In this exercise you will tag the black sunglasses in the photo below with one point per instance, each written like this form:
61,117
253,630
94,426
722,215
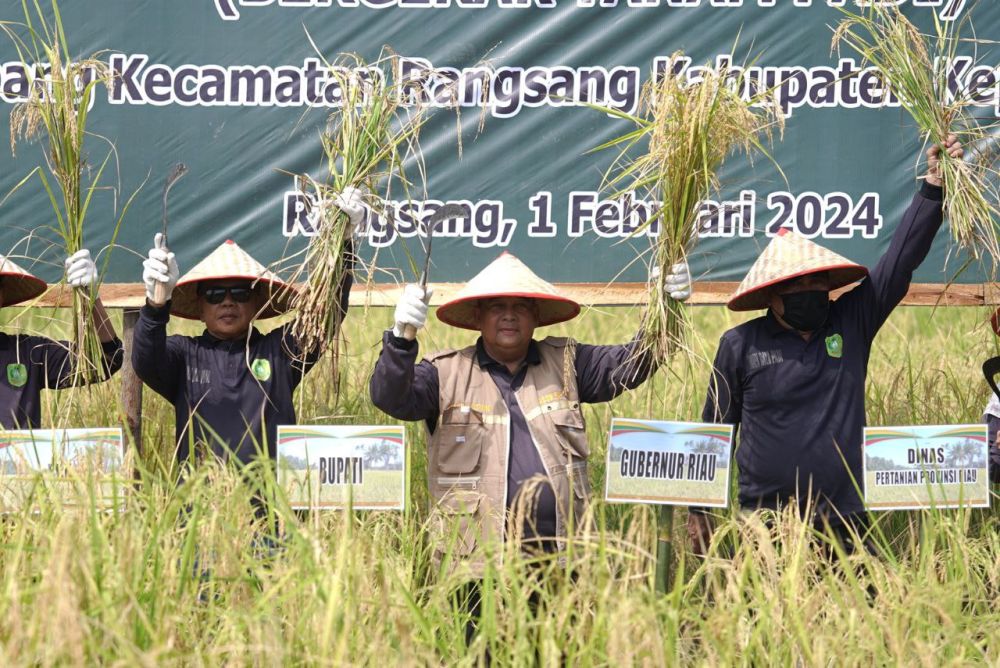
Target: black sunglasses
240,295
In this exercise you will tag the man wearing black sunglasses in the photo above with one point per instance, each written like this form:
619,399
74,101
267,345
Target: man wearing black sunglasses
231,386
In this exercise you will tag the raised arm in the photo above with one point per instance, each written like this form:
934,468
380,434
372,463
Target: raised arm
158,360
604,372
159,363
877,296
400,387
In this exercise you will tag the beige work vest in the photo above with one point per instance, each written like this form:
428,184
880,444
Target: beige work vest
469,450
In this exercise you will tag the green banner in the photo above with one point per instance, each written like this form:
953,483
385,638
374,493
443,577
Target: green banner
237,90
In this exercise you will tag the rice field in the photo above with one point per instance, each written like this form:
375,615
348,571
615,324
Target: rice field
182,576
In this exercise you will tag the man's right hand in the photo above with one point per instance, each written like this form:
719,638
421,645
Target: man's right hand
411,309
955,152
699,532
159,268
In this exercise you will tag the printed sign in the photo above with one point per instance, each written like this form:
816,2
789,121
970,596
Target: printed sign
73,466
926,467
363,467
673,463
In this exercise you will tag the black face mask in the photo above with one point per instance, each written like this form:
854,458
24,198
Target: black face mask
806,311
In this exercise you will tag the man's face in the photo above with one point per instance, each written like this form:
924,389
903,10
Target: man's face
235,305
817,281
507,323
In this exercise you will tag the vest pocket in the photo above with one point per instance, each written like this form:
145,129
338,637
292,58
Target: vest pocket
456,524
460,442
572,433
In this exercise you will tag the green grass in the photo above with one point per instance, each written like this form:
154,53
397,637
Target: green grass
177,577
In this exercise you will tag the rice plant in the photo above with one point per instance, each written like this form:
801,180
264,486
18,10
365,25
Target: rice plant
684,132
915,67
61,92
182,574
365,144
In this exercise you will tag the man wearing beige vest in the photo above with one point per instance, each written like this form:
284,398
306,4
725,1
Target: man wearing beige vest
504,414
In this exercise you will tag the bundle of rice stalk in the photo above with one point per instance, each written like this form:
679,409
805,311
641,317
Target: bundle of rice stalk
60,93
688,129
365,143
916,67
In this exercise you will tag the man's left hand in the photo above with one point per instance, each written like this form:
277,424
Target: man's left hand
351,201
955,151
81,271
677,283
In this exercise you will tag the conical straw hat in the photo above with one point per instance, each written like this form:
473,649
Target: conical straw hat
18,285
229,261
790,256
507,276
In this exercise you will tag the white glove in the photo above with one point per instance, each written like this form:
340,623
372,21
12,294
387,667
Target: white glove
351,202
159,267
81,271
412,308
677,283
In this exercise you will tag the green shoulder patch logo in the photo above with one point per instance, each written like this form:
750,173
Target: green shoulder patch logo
17,374
835,345
261,369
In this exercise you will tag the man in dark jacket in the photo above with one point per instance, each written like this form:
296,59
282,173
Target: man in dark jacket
231,386
793,380
33,363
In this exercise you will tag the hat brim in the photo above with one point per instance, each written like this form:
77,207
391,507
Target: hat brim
279,295
18,287
551,309
760,296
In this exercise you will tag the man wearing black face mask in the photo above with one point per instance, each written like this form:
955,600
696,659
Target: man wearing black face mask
793,380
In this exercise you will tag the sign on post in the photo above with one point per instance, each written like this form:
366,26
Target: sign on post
73,466
939,466
335,467
672,463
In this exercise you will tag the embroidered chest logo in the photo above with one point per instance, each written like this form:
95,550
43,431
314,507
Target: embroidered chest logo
763,358
17,375
835,346
200,376
261,369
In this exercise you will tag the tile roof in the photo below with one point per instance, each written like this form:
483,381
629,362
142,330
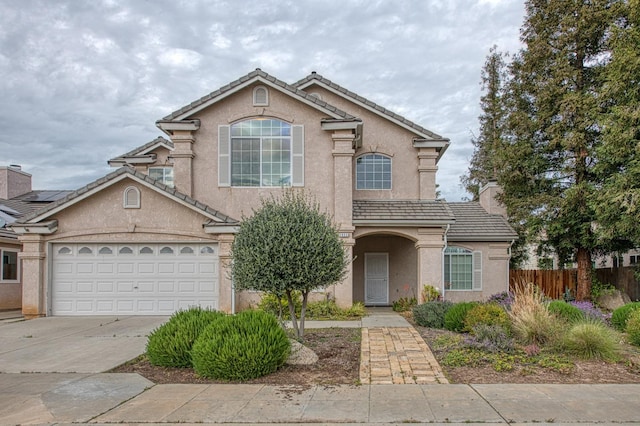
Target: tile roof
128,170
143,148
402,211
257,73
315,77
473,223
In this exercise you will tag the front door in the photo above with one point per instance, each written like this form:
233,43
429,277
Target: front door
376,278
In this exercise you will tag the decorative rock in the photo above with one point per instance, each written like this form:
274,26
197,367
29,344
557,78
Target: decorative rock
613,300
301,355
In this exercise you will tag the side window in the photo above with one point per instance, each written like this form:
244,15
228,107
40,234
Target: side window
131,198
373,171
9,267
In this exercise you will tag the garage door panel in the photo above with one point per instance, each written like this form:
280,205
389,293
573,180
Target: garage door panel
134,279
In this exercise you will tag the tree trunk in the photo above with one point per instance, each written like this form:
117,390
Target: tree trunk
583,291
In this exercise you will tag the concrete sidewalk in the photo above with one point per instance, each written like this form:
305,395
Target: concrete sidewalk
111,398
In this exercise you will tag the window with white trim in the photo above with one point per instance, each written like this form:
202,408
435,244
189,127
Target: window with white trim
373,171
261,153
131,198
462,269
260,96
162,174
9,267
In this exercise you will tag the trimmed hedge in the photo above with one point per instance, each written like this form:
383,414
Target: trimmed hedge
240,347
431,314
170,344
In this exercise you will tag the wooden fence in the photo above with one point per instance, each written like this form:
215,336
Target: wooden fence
554,282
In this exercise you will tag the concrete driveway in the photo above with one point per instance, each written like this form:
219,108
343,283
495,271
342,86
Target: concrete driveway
73,344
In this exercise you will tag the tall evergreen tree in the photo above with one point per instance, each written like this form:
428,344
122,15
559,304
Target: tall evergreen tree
618,203
484,166
553,131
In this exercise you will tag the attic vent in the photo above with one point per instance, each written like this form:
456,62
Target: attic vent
131,198
260,96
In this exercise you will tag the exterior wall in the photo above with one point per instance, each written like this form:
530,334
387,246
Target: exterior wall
11,292
13,182
403,259
102,218
495,271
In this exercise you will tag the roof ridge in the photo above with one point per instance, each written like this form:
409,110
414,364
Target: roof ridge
254,74
317,77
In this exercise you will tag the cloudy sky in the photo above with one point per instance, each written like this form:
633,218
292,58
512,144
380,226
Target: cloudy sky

:::::

**Task item**.
Would you print the listing above in full, exactly, but with no pictures?

**Output for this task**.
In this exercise you will tag the black sunglasses in the photo below with one point per instance, each written like this form:
61,117
253,630
94,426
722,215
Target: black sunglasses
240,295
In this exercise you will tag the man wearing black sunglasses in the photo above with one point per instance, each written like this form:
619,399
74,101
267,345
Target: man wearing black sunglasses
231,386
In this exercise you will tag the raised arm in the photo above with one point per instance, each written like this form:
934,468
380,434
372,463
Target: raised arm
158,360
604,372
159,363
877,296
400,387
In this exercise you will tag the beige work vest in the photo above with one point per instance, each written like this form:
428,184
880,444
Target: beige work vest
469,450
In this exercise you will tag the green banner in the photo above with one point per instance, each written like this form:
953,483
385,638
374,493
443,577
Target: green banner
237,90
In this exercise you will tag the rice field in the photo above with one point per instance, each written like this form:
375,615
348,571
615,324
Target: rice field
182,576
In this exercise you will tag the man's right hand in the photo above with one point per instance, each written like this form:
719,638
421,645
Target: man's right hand
411,309
955,152
699,532
159,268
In this exercise you will tag the printed sign in the photo above with one point per instance, each written like this form:
816,2
789,121
970,596
Target: printed sign
73,466
926,467
363,467
673,463
In this exercise you will tag the black face mask in the photo above with one point per instance, each written like this form:
854,458
24,198
Target: black face mask
806,311
In this exercise you will tag the man's face in the photo above with one point per instance, each written like this form:
924,389
903,10
Target: man's face
235,305
817,281
507,323
In this exercise you will tag the vest pocket in the photo above with one point per instance, each written like this form:
145,129
338,637
292,58
Target: vest pocket
456,524
460,442
572,433
In this exercise you will tag the green grass in the photo above with one point per instance, each written like this form:
154,53
397,637
Target: green grass
177,577
In this exercise you will tag the rice plant in the photo above with one point per instance, each written like this form:
801,180
264,486
18,10
365,25
Target: rice plant
684,132
915,67
61,92
182,574
365,144
In this exercise you will tag the man wearing beige vest in the photo above with one point per instance, each written like this form:
284,398
306,4
725,1
Target: man wearing beige vest
504,414
In this exercise you will tag the bundle of rice stalk in the photo above with one point per instance, each written like this form:
679,409
805,311
641,317
Target: bundle of rice stalk
60,93
688,129
365,143
916,67
In this exercise you will tag the man's left hand in the photo above with one point per instance, each written like this form:
277,424
Target: man's left hand
351,201
955,151
81,271
677,283
In this exercise you will tag the conical straw hat in the photo above with one point per instance, each written like this form:
473,649
Target: conical straw hat
18,285
229,261
790,256
507,276
In this exercise you will tag the white glove in the photo above with one point per instance, each written like this form:
340,623
372,21
12,294
387,667
Target: white glove
351,202
159,267
81,271
412,308
677,283
In this exercise you will tag the green shoulder patch logo in the photo above with one point per instance, each written like this form:
750,173
Target: green shoulder patch logo
17,374
835,345
261,369
In this exercise you will tag the man in dark jacket in the photo above with one point per instance, each written like this form:
296,59
282,173
Target: man in dark jacket
231,386
793,380
33,363
In this exercise you will tag the hat brim in the photo above with one point per instance, each written like this form:
77,207
391,507
Target: hat brim
279,295
18,287
551,309
760,296
In this exercise you will tag the man wearing black face mask in the photo above with one point per instance, each written like this form:
955,600
696,659
Target: man wearing black face mask
793,380
In this exercise you will tag the sign on post in the photo above with one point per instance, each written like this form:
366,26
Target: sign on post
73,466
939,466
335,467
672,463
In this exercise you will tag the embroidered chest logo in the photo above with one point per instance, each written like this form:
95,550
43,431
314,507
Target: embroidered chest logo
763,358
17,375
835,346
200,376
261,369
In this exercise you will tag the tile roof in the photo below with one point per instance, each written like this form:
483,381
629,362
142,330
Target: tile roof
128,170
143,148
402,211
257,73
315,77
473,223
In this exercise you will tag the front door in the photo above with one point per instance, each written like this form:
233,43
429,277
Target: front door
376,278
In this exercise you will tag the decorative rock in the photo above with one point per instance, each written like this form:
274,26
197,367
29,344
557,78
Target: decorative rock
613,300
301,355
In this exercise you will tag the side window in the photo above with one point per instance, each written like this form:
244,15
228,107
40,234
Target: side window
131,198
373,171
9,267
In this exercise you will tag the garage door panel in the photo above with one point per instance, each written like this form:
280,205
389,293
573,180
Target: garage door panel
134,279
In this exercise you will tag the tree trunk in the photo above with one point per instance, each written like this form:
117,390
Target: tree trunk
583,291
In this exercise you will tag the concrete sidewalk in the photo above with one point per instance, each written like this form:
305,395
Target: concrete sidewalk
111,398
In this exercise you will tag the window with white trim in the photo above with one point per instance, each written like this form:
202,408
435,244
189,127
Target: window with white trim
373,171
261,153
131,198
462,269
260,96
162,174
9,267
In this exercise you will tag the trimmed hedge in the photo above with one point per instance, each written like this form:
383,414
Target: trimmed hedge
240,347
431,314
170,344
In this exercise you will tag the wooden fence in the photo above with one point per instance, each written like this form:
215,336
Target: wooden fence
554,282
In this exercise you will tag the concrete driveway in the photo above with one point per instance, each written like this form:
219,108
343,283
495,271
342,86
Target: concrete driveway
73,344
In this exercise you will tag the tall evergreen tree in the photo above with one point per instance, each written like this form:
428,344
122,15
559,304
Target: tall evergreen tree
618,203
484,166
553,131
In this exercise you will tag the attic vent in the photo above with one point per instance, each written like this form:
456,62
Target: attic vent
131,198
260,96
In this exercise you will tag the exterior wall in the photo above with one point per instance, each written like this form:
530,334
387,246
Target: exterior wall
11,292
13,182
403,259
102,218
495,271
In this exercise you will tag the roof ridge in the photo above with one point per instance, each written like this form:
409,110
414,364
Target: roof ridge
254,74
317,77
In this exercise you will tag the cloudy sky in the photo above with one point per instance, each written like this form:
633,218
292,58
512,144
380,226
Target: cloudy sky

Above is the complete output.